> _Rows from a dataset_:
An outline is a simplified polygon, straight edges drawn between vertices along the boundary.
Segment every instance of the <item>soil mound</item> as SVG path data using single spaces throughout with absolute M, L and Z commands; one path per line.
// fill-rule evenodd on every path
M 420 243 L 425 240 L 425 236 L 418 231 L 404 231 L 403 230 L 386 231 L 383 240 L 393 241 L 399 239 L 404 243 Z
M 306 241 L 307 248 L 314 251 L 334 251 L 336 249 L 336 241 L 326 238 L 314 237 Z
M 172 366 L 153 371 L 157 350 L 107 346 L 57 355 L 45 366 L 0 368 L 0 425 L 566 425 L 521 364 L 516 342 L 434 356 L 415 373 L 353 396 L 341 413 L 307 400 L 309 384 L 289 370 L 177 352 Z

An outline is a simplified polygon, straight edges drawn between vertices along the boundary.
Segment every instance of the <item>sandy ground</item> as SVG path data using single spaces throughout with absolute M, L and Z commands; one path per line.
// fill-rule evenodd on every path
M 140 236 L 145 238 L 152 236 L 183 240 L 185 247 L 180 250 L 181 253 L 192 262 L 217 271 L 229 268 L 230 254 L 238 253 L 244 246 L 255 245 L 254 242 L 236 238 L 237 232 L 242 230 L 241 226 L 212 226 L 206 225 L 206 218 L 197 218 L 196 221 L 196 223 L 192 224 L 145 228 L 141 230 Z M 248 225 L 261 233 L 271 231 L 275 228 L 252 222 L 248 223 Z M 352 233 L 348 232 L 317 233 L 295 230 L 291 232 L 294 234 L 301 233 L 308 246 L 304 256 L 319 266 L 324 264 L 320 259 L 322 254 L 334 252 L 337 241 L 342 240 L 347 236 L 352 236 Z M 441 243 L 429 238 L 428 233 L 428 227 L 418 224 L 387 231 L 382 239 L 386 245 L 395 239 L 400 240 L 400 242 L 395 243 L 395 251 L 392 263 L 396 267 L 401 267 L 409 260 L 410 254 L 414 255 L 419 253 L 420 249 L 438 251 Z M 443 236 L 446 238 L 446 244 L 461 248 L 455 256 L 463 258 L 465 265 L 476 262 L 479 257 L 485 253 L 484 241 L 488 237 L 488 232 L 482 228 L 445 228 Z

> _Short problem_: Rewrite the entries above, replacing "simplified polygon" with "reduced polygon" everywhere it occurs and leaving everything else the same.

> _Solution to the exercise_:
An outline is a reduced polygon, straight edges drawn between vertices along the boundary.
Segment every instance of the <item>soil mound</item> as SVG path data using single spaces throughout with absolute M, L and Z commands; one path per line.
// fill-rule evenodd on every path
M 420 243 L 425 240 L 425 236 L 418 231 L 404 231 L 403 230 L 386 231 L 383 240 L 393 241 L 399 239 L 404 243 Z
M 306 241 L 307 248 L 314 251 L 334 251 L 336 249 L 336 241 L 326 238 L 314 237 Z
M 172 366 L 153 371 L 157 350 L 107 346 L 57 355 L 45 366 L 0 368 L 0 425 L 566 425 L 521 364 L 516 342 L 434 356 L 415 373 L 353 396 L 341 413 L 307 400 L 309 384 L 289 370 L 177 352 Z

An outline is a reduced polygon, straight edges drawn between vertices along the boundary.
Segment every instance of the <item>sandy ground</item> as SVG path data using single spaces throughout with absolute M, L and Z commands; one path per line.
// fill-rule evenodd on every path
M 140 236 L 145 238 L 152 236 L 183 240 L 185 247 L 180 250 L 181 253 L 192 262 L 217 271 L 229 268 L 230 254 L 238 253 L 244 246 L 255 245 L 254 242 L 236 238 L 237 232 L 242 230 L 241 226 L 212 226 L 206 225 L 206 218 L 197 218 L 196 221 L 196 223 L 192 224 L 145 228 L 141 230 Z M 248 225 L 261 233 L 271 231 L 275 228 L 252 222 L 248 223 Z M 352 233 L 348 232 L 317 233 L 295 230 L 291 232 L 294 234 L 301 233 L 308 246 L 304 256 L 319 266 L 324 264 L 320 259 L 322 254 L 334 252 L 337 241 L 342 240 L 347 236 L 352 236 Z M 441 243 L 429 238 L 428 233 L 428 227 L 418 224 L 387 231 L 382 239 L 386 245 L 395 239 L 400 240 L 400 242 L 395 243 L 395 251 L 392 263 L 396 267 L 401 267 L 409 260 L 410 254 L 414 255 L 419 253 L 420 249 L 438 251 Z M 443 236 L 446 238 L 446 244 L 461 248 L 455 256 L 463 258 L 465 265 L 476 262 L 479 257 L 485 253 L 484 241 L 488 237 L 488 232 L 482 228 L 445 228 Z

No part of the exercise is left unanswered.